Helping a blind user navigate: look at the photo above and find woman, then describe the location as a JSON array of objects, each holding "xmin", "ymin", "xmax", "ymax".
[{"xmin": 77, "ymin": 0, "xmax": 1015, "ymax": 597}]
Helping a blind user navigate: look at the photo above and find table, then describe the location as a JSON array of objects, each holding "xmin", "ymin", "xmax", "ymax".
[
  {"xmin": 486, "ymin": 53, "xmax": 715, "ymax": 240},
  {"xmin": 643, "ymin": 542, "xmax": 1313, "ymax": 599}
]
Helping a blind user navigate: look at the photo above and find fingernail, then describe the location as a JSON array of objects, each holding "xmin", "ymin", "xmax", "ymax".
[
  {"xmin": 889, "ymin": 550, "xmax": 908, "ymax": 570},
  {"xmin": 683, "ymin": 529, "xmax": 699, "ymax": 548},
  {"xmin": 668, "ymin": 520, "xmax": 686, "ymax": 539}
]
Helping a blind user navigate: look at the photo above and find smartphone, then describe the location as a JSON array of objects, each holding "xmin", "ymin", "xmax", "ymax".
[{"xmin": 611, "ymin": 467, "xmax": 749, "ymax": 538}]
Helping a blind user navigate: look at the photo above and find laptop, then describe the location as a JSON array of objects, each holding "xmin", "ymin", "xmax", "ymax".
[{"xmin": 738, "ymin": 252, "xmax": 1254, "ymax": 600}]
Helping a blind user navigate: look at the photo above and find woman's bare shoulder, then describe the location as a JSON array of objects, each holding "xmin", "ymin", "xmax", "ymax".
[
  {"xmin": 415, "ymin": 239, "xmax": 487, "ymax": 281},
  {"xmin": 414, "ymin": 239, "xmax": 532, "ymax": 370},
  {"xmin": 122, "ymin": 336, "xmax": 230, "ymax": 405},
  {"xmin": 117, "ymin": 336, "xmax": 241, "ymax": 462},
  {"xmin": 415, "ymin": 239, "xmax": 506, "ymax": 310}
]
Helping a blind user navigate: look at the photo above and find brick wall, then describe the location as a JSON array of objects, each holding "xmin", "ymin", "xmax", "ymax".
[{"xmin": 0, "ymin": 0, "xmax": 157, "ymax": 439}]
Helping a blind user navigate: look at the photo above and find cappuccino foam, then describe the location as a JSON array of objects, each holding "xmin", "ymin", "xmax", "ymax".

• • •

Every entry needs to be copied again exactly.

Helping a blind user navigate: look at the photo above and find woman, then describe the location as a JSON array of objects, each holding "xmin", "ymin", "xmax", "ymax".
[{"xmin": 77, "ymin": 0, "xmax": 1015, "ymax": 597}]
Helping a blind user navigate: look at the photo above and find table, then describe the location as a JSON array of objects, each holding "xmin", "ymin", "xmax", "ymax".
[
  {"xmin": 486, "ymin": 53, "xmax": 715, "ymax": 240},
  {"xmin": 643, "ymin": 542, "xmax": 1313, "ymax": 599}
]
Helping a blind user navigate: look at the photo above and find fingernail, then describe the location as a JSON array of objects, each holding "xmin", "ymin", "xmax", "ymax".
[
  {"xmin": 889, "ymin": 550, "xmax": 908, "ymax": 570},
  {"xmin": 683, "ymin": 529, "xmax": 699, "ymax": 548},
  {"xmin": 668, "ymin": 520, "xmax": 686, "ymax": 539}
]
Helping a blind user navigate: look at the photo above and find smartphone, then describe the location as a JSON array of objects, each holding "xmin", "ymin", "xmax", "ymax".
[{"xmin": 611, "ymin": 467, "xmax": 749, "ymax": 538}]
Helping a blind user navigate: look at the photo above and find laptop, then describe the location as a JSON array of objects, each holding "xmin", "ymin", "xmax", "ymax".
[{"xmin": 738, "ymin": 252, "xmax": 1254, "ymax": 600}]
Helping a blind user navigate: look at the photo above and find woman's bare shoulder, then describe the location as a JSON array of objects, each holding "xmin", "ymin", "xmax", "ymax".
[
  {"xmin": 415, "ymin": 239, "xmax": 487, "ymax": 281},
  {"xmin": 414, "ymin": 239, "xmax": 532, "ymax": 370},
  {"xmin": 122, "ymin": 336, "xmax": 230, "ymax": 405},
  {"xmin": 117, "ymin": 336, "xmax": 241, "ymax": 462},
  {"xmin": 415, "ymin": 239, "xmax": 506, "ymax": 310}
]
Helping a blind user navigate: look at the photo above and find brick wall, then describe the location as a JSON array of objects, each holding "xmin", "ymin", "xmax", "ymax".
[{"xmin": 0, "ymin": 0, "xmax": 157, "ymax": 439}]
Helping a blind user navigate: look at the photo above and find cappuccino foam, then describe the location as a JSON array of objects, each holding "xmin", "ymin", "xmax", "ymax".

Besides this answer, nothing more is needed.